---------- PAGE TEXT ----------

And so the most important part of the sequence, I'll tell you right now, is 24 hours before. So you're thinking the night before, you have the morning of, which is a.m., and then one hour prior. These are the three most important reminders that you want to send out.
These are the ones that you definitely want to have as SMS. So you might be wondering, well, how much did we increase the show up rate percentage? Well, we went from 18% to 24%, which means that this increase was a 33% increase right off the bat. And so one of the things I think is one of the most underutilized ways to make a business more money, like a lot of people obsess about close rates, and we're going to talk about what we did with sales, but you can get a 33% increase in show up rates and have the same result as having a 33% increase in close rates.
But getting 33% more people to show up is usually way easier And you're able to automate a lot of that to a great degree. So it's one time work that have permanent increases in revenue and profit rather than having to consistently drill a team on how to close, which you obviously should do. It just takes more work.
So the next problem that we had was that people who were actually attending. So now we have our 24 percent of people who are showing up is that they weren't actually choosing to book a call. And so problem number two, no bookings. Right.

----------

**GIVEN TASK 1**. In the show-up rate transcript, condense the paragraph that begins "These are the ones that you definitely want" into a short bulleted list that keeps its main facts.
**GIVEN TASK 2**.
Using the show-up rate transcript, mark each statement yes or no, and quote the exact words that settle it:
(a) The show-up rate rose from 18% to 24%.
(b) The speaker advises against drilling a sales team on how to close.
(c) The reminder one hour prior is the most important part of the sequence.
**GIVEN TASK 3**. Write the next few sentences of the show-up rate transcript in the same spoken style, picking up after its final line.

---------- RECORD LIST ----------

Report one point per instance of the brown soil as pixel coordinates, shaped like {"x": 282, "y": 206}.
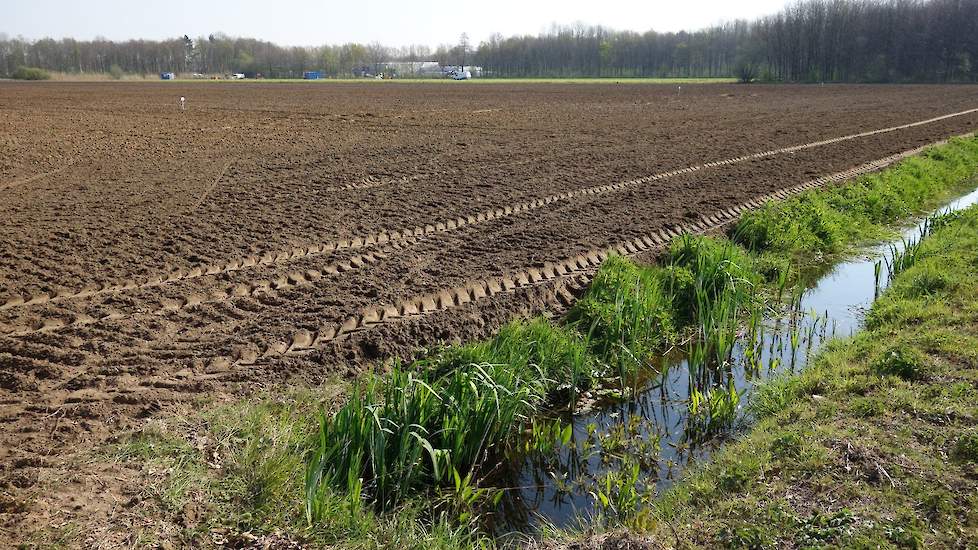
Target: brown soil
{"x": 150, "y": 256}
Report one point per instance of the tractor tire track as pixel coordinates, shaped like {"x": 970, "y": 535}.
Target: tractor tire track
{"x": 576, "y": 271}
{"x": 18, "y": 299}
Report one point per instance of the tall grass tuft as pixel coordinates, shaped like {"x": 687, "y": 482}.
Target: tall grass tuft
{"x": 626, "y": 313}
{"x": 404, "y": 431}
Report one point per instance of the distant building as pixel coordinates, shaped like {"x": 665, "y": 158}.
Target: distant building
{"x": 412, "y": 69}
{"x": 450, "y": 71}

----------

**TASK RESPONSE 1**.
- The three key reminders should be sent as SMS.
- The show-up rate rose from 18% to 24%, a 33% increase.
- Raising show-up rates is an underused way to make a business more money.
- A 33% increase in show-up rates gives the same result as a 33% increase in close rates.

**TASK RESPONSE 2**.
(a) Yes: "we went from 18% to 24%"
(b) No: "rather than having to consistently drill a team on how to close, which you obviously should do"
(c) No: "the most important part of the sequence, I'll tell you right now, is 24 hours before"

**TASK RESPONSE 3**.
And so what we did is we solved a few things inside of how we structure the webinar to get way more people to show up. And I'll show you just how many. So the first thing that we did is we actually looked at what was. And so I think people skip this step, but like this is the real work is you look at the webinar. You look at the attendance rates.
You look at the drop off points. You look at where there's spikes in engagement, spikes in engagement to be the interest points where you're like, OK, this is something maybe we should expand some of this stuff. And where you have huge drop offs, then you're like, oh, we need to improve this. And so for us, we saw we were losing a ton of people right at the beginning of the webinar. And so we're like, OK, this is where we're going to put most of our attention, which, by the way, if you're doing anything, content, sales, webinars, whatever, the first five minutes and even the first 60 seconds is where you should be obsessing.
Even in a different company we have in our portfolio, which does a tremendous amount greater volume than this particular company, we re-scripted the first five minutes of presentation and got a 20% increase in close rates. So that's just. just redoing five minutes and it was on a three hour presentation.
So based on the research, we did four things. The first thing we did is we scripted a faster intro, basically getting to the point much faster and being clearer about why they are here and what they're going to get from it. And so if you're like, well, what would that actually look like? Well, it actually follows the exact same format that we use for our content, which is proof, promise, plan. So proof is, hey, I help someone just like you.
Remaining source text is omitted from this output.